> Selected passage:
▬▬▬▬▬▬
It's scorching! While there are plenty of things you can do to cool down (clothes in the fridge anyone?) what you eat can actually keep you cooler and help protect against sun damage.
While foods like broccoli, cantaloupe melon and grapefruit are great for their high water content, Lovisa Nilsson, in-house nutritionist at the health app Lifesum, gives us the low down on other foods with some surprising summer health benefits – including protection from the sun’s rays.
Eat a lot of vitamin C-rich berries and fruits such as strawberries, blackberries and kiwi during the summer months. The vitamin C and the phytonutrient act like a natural sunblock and helps to prevent you from burning. A 100-gram of strawberries and 1.5 kiwis cover your daily need of vitamin C. You can eat a lot of fruits each day, but I would suggest eating them with other foods that will limit the sugar uptake.
Cucumber contains mostly water, which helps your skin to stay hydrated. The vegetable also helps to produce collagen, which is a good anti-cancer property.
Tomatoes are one of the top sun protection superfoods. All types of tomatoes are full of antioxidants that help to protect your skin from UV-radiation. The vitamin C and the lycopene found in tomatoes help to keep the skin hydrated and fight free radicals.
Cooked tomatoes contain even more lycopene than fresh ones. Lycopene has other health benefits including improving heart health and preventing diabetes. According to a study, if you eat four tablespoons of tomato paste in olive oil each day for three months it will protect you against sunburn.
This fruit works just like tomatoes. It is rich in antioxidants, which limit the UV-radiation on your body. It is also full of water so eat three to four slices a day to stay hydrated during the warm summer months. However, don’t overeat as the sugar may increase the blood sugar levels.
▬▬▬▬▬▬
(Saved data entries)
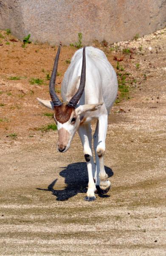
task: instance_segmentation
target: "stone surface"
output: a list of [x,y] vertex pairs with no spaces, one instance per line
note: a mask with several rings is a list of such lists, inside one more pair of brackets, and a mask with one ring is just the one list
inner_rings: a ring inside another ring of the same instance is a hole
[[165,0],[0,0],[0,28],[22,39],[68,44],[83,34],[83,43],[109,43],[163,28]]

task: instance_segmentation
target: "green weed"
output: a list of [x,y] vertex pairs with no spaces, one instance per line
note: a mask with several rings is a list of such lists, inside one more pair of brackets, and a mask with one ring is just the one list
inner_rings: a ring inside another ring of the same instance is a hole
▬▬▬▬▬▬
> Assigned task 1:
Check each statement against the summer foods article and mark it yes or no, quoting the words from the article that settle it.
(a) Cooked tomatoes hold more lycopene than fresh ones.
(b) Lovisa Nilsson is a nutritionist at a hospital.
(c) The tomato paste study had people eat it every day for one month.
> Assigned task 2: Write out the part of the summer foods article that opens with the words containing "Eat a lot of vitamin" and closes with "the sugar uptake.".

> Written answer 1:
(a) Yes: "Cooked tomatoes contain even more lycopene than fresh ones."
(b) No: "Lovisa Nilsson, in-house nutritionist at the health app Lifesum"
(c) No: "if you eat four tablespoons of tomato paste in olive oil each day for three months it will protect you against sunburn"

> Written answer 2:
Eat a lot of vitamin C-rich berries and fruits such as strawberries, blackberries and kiwi during the summer months. The vitamin C and the phytonutrient act like a natural sunblock and helps to prevent you from burning. A 100-gram of strawberries and 1.5 kiwis cover your daily need of vitamin C. You can eat a lot of fruits each day, but I would suggest eating them with other foods that will limit the sugar uptake.